● TO DO
Present the rows as a numbered list without blank lines, starting at the line containing "Could you please outline every instance of the broccoli stalk?" and running through the end of the rows.

(Outline rows)
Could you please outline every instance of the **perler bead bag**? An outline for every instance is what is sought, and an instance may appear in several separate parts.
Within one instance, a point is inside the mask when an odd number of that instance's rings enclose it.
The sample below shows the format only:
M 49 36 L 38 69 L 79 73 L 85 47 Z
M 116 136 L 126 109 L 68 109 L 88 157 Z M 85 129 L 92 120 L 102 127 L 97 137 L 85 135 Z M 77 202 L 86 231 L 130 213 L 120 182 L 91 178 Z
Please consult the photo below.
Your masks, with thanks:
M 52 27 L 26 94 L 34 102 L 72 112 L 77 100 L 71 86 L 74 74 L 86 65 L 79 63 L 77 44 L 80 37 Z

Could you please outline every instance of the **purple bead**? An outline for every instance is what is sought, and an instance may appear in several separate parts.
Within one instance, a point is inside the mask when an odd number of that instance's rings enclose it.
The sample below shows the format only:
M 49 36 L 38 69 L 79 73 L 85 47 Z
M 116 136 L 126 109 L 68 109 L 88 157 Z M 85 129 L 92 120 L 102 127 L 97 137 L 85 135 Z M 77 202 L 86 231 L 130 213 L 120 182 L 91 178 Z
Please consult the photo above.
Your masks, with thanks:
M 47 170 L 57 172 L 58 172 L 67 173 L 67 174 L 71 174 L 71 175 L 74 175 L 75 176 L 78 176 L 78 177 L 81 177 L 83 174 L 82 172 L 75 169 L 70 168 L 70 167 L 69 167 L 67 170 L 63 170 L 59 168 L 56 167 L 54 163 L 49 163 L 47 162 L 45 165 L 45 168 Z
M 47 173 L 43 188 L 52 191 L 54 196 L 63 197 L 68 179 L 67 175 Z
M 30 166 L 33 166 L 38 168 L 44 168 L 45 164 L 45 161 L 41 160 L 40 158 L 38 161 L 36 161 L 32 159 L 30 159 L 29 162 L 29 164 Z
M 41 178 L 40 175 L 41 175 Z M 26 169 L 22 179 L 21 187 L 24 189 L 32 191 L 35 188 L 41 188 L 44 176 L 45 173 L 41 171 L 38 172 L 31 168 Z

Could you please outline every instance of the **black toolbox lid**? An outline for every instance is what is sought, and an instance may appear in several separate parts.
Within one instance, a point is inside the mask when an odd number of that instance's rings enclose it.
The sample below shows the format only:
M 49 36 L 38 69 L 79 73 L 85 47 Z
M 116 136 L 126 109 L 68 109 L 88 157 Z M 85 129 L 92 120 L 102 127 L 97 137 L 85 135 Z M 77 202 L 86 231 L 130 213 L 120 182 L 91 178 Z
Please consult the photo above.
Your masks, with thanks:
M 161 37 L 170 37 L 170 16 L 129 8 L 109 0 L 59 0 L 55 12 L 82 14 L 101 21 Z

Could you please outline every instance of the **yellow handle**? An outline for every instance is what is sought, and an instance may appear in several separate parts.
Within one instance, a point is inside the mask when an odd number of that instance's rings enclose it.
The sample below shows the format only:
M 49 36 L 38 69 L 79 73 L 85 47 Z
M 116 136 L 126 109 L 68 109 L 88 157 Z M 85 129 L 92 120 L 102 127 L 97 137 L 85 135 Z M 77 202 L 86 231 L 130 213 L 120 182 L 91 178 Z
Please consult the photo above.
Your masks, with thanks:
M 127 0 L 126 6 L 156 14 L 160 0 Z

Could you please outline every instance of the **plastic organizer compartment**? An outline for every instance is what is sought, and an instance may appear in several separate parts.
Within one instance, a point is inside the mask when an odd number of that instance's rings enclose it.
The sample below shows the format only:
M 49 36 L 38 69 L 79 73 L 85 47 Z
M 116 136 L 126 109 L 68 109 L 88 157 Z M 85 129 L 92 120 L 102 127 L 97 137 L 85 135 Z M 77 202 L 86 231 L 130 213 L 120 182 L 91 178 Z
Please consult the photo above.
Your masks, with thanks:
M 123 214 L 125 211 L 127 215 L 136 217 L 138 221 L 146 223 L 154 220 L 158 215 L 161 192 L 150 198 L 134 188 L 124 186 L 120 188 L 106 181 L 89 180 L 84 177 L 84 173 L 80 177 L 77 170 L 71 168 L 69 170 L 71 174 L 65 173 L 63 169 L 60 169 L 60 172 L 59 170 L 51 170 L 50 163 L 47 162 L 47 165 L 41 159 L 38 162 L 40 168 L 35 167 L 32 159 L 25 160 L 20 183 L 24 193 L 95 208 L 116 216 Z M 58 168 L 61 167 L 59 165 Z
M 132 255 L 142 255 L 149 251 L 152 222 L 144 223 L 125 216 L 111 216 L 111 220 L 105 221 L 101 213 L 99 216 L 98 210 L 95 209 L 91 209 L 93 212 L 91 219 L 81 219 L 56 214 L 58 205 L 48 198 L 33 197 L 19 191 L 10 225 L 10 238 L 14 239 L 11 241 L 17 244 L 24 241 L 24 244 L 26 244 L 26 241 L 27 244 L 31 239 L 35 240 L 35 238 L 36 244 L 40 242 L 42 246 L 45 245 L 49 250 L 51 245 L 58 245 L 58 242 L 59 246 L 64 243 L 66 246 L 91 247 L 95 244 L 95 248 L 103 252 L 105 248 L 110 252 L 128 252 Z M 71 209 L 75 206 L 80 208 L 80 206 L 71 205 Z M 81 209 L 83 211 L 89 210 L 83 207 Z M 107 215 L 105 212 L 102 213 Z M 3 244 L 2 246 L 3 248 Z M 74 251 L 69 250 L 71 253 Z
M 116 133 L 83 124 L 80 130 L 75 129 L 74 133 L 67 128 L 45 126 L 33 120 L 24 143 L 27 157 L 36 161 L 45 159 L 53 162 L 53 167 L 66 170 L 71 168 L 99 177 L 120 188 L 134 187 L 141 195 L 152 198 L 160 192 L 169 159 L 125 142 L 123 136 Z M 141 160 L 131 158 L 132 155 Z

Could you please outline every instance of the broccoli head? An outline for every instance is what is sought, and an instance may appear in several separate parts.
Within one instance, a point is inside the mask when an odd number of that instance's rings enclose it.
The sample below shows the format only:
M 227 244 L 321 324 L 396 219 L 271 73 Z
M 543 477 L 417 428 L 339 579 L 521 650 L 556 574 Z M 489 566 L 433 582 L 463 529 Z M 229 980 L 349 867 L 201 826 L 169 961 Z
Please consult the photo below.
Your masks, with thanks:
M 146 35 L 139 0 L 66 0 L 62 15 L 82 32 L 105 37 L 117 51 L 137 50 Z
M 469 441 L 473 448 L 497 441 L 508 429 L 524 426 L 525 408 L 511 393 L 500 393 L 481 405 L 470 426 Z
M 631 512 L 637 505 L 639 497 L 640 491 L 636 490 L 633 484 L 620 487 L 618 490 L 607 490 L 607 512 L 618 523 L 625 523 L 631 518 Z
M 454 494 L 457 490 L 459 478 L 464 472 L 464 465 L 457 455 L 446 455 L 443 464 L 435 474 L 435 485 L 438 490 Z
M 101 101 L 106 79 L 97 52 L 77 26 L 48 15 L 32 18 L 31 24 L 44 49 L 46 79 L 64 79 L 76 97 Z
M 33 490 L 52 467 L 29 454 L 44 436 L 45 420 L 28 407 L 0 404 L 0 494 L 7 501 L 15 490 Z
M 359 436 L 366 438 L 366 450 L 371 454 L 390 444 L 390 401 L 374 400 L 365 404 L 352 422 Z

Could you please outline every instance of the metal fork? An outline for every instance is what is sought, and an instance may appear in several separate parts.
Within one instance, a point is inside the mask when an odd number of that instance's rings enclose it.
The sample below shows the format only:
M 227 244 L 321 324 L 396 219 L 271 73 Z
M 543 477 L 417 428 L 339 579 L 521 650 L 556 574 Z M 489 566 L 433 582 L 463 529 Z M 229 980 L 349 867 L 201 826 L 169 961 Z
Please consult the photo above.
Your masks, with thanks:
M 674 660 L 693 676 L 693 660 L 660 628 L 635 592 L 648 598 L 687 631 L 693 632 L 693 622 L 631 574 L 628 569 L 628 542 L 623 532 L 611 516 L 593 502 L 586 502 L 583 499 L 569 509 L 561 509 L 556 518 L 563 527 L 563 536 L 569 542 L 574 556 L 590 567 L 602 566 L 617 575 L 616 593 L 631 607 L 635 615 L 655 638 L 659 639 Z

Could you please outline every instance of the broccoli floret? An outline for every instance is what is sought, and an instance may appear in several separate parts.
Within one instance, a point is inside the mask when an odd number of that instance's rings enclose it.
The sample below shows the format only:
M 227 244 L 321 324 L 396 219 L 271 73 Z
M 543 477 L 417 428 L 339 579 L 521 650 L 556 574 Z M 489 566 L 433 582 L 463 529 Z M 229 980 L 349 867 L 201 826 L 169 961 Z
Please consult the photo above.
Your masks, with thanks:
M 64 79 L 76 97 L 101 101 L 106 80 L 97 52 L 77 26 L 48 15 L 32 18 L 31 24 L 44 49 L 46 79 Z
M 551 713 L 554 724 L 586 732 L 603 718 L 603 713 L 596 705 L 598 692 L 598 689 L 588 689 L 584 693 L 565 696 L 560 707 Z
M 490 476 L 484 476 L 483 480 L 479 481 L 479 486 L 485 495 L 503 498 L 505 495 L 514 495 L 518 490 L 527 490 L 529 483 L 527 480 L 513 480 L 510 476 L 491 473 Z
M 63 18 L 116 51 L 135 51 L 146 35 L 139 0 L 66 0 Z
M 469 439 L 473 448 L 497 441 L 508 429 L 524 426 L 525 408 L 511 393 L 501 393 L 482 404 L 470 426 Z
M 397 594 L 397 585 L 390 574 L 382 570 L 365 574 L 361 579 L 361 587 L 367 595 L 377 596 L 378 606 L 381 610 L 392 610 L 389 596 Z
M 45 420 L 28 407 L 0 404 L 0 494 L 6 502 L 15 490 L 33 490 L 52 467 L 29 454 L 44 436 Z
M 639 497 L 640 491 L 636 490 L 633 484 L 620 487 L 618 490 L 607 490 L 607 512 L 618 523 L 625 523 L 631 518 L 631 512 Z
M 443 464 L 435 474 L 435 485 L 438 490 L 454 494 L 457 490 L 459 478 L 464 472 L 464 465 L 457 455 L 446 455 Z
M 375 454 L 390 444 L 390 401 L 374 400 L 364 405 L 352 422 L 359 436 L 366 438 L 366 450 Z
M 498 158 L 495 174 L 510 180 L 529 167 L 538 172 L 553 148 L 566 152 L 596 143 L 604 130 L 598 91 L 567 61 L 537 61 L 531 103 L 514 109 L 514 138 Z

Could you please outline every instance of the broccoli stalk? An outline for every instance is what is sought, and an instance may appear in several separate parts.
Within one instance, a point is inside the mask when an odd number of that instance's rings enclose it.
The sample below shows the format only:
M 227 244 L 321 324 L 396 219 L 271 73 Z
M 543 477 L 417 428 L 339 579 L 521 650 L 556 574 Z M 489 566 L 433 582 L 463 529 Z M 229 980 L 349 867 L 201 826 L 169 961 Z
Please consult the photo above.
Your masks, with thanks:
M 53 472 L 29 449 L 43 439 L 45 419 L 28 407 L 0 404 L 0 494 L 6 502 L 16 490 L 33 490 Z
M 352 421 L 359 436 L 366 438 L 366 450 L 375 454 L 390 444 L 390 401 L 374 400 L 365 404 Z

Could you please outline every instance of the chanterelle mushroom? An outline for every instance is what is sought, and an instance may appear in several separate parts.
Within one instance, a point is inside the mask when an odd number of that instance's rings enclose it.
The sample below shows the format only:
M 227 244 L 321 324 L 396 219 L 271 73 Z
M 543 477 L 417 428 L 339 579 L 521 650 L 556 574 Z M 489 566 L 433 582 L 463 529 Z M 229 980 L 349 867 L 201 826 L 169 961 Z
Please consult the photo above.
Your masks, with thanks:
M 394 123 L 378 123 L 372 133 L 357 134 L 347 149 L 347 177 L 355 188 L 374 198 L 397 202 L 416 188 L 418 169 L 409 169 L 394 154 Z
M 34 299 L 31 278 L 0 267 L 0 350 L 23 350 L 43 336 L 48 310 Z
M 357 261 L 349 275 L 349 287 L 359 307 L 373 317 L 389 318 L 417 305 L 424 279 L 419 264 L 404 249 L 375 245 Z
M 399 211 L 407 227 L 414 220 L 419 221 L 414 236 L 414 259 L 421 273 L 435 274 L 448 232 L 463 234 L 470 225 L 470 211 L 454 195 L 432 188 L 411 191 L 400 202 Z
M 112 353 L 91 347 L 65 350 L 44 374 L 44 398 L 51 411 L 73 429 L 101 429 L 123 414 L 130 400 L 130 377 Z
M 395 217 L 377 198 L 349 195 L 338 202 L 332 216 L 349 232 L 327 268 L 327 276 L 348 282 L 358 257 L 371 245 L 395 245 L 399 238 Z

● OUTPUT FOR THIS EXERCISE
1. Could you please outline every instance of the broccoli stalk? An outline for every instance is what is sought, and an instance may appear in several separate parts.
2. Within one instance, a point is inside the mask when an odd number of that instance's rings enclose it.
3. The sample below shows the format only:
4. M 227 244 L 321 324 L 396 219 L 271 73 Z
5. M 543 477 L 417 428 L 339 579 L 521 650 L 556 574 Z M 489 566 L 433 582 L 463 529 Z M 229 980 L 349 867 L 201 826 L 169 961 Z
6. Please consult the photo above.
7. Your masks, with thanks:
8. M 53 472 L 29 449 L 43 439 L 45 419 L 28 407 L 0 404 L 0 494 L 6 502 L 16 490 L 33 490 Z
9. M 352 421 L 359 436 L 366 438 L 366 450 L 375 454 L 390 444 L 390 401 L 374 400 L 365 404 Z
10. Could you please outline every instance of the chanterelle mushroom? An outline for every instance is what is sought, and an instance may appear in several separate parts.
11. Within one instance, a point is inside the mask when an odd number of that instance's rings enclose it.
12. The sample below shows the format only:
13. M 227 244 L 321 324 L 396 219 L 271 73 Z
14. M 543 477 L 417 428 L 339 579 L 521 650 L 556 574 Z M 489 566 L 433 582 L 463 529 Z M 229 980 L 349 867 L 201 826 L 169 961 Z
15. Please consult the photo above.
16. Your masks, with thanks:
17. M 394 123 L 378 123 L 372 133 L 357 134 L 347 149 L 347 177 L 355 188 L 374 198 L 397 202 L 416 188 L 418 169 L 409 169 L 394 154 Z
18. M 34 299 L 31 278 L 0 267 L 0 350 L 23 350 L 43 336 L 48 310 Z
19. M 357 261 L 349 275 L 349 287 L 359 307 L 373 317 L 389 318 L 417 305 L 424 279 L 419 264 L 404 249 L 375 245 Z
20. M 399 211 L 407 227 L 414 220 L 419 221 L 414 236 L 414 259 L 421 273 L 435 274 L 448 232 L 463 234 L 470 225 L 470 211 L 454 195 L 432 188 L 411 191 L 400 202 Z
21. M 112 353 L 91 347 L 65 350 L 44 374 L 44 398 L 51 411 L 73 429 L 101 429 L 123 414 L 130 400 L 130 377 Z
22. M 395 217 L 377 198 L 349 195 L 338 202 L 332 216 L 349 232 L 327 268 L 327 276 L 348 282 L 358 257 L 371 245 L 395 245 L 399 238 Z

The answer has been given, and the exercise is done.